§ WRITTEN INSTRUCTION 1
Please reproduce word for word the part of the interview excerpt below that starts at the words "Jerry: Yes, and" and stops after "suspect they’re not.".

§ EXTRACT PROVIDED
Those who adopted some other way of life or purported calling had the look of a compensatory settlement. And you know, children and young people don’t miss that. Is this really you, or are you compensating for something that didn’t give you back to yourself? As near as I could figure, though there were strong claims made for sainthood—you know, maybe you should merge with God, touch the Absolute, become something very special in God’s vocational school—maybe, maybe, maybe, behind that, was there some true love that didn’t work out? You know, how did you get to God? Was that your Plan B? So I surmised, behind what people said and didn’t say, that there would be Plan A for the people I came across, whether lived privatively as something they missed or flourishingly as something they were living.
Jerry: Yes, and is that what you mean where you end the thought by saying that one had to find true love if life was to be sincere? I guess the alternative you mentioned is that otherwise purposes become compensatory. They’re Plan B. You’re trying to pretend that they’re more ultimate than true love, but you kind of suspect they’re not.

§ WRITTEN INSTRUCTION 2
Find each line in the rows below that contains the word "point" and copy those lines out. Case counts.

§ DATASET RECORDS
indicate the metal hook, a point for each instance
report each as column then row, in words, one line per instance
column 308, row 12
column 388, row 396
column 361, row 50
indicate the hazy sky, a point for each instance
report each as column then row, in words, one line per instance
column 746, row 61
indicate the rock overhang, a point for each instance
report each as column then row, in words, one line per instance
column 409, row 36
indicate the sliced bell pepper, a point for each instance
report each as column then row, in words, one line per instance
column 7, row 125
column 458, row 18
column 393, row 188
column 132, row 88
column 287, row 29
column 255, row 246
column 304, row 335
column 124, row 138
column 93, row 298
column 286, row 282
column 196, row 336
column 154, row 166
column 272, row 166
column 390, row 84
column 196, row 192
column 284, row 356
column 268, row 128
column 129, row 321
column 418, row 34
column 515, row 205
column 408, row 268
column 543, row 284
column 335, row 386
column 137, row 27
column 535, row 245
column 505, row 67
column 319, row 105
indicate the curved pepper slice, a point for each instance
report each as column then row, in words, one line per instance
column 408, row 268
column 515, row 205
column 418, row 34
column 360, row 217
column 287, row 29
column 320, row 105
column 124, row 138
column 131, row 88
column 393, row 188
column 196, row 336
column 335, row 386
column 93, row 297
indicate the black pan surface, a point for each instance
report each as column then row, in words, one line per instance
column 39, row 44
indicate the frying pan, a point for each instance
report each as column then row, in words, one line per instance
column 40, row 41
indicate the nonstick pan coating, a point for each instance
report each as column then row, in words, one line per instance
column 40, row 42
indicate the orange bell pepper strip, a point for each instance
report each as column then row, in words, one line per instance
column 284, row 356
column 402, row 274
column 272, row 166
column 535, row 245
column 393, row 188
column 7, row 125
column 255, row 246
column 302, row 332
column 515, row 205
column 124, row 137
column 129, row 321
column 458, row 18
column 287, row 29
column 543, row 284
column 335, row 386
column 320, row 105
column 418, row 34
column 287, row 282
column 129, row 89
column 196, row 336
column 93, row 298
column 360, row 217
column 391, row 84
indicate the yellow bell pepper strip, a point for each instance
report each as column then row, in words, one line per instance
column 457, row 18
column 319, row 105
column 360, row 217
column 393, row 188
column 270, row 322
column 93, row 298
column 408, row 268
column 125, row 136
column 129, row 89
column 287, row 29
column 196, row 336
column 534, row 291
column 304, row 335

§ FULL ANSWER 1
Jerry: Yes, and is that what you mean where you end the thought by saying that one had to find true love if life was to be sincere? I guess the alternative you mentioned is that otherwise purposes become compensatory. They’re Plan B. You’re trying to pretend that they’re more ultimate than true love, but you kind of suspect they’re not.

§ FULL ANSWER 2
indicate the metal hook, a point for each instance
indicate the hazy sky, a point for each instance
indicate the rock overhang, a point for each instance
indicate the sliced bell pepper, a point for each instance
indicate the curved pepper slice, a point for each instance
indicate the black pan surface, a point for each instance
indicate the frying pan, a point for each instance
indicate the nonstick pan coating, a point for each instance
indicate the orange bell pepper strip, a point for each instance
indicate the yellow bell pepper strip, a point for each instance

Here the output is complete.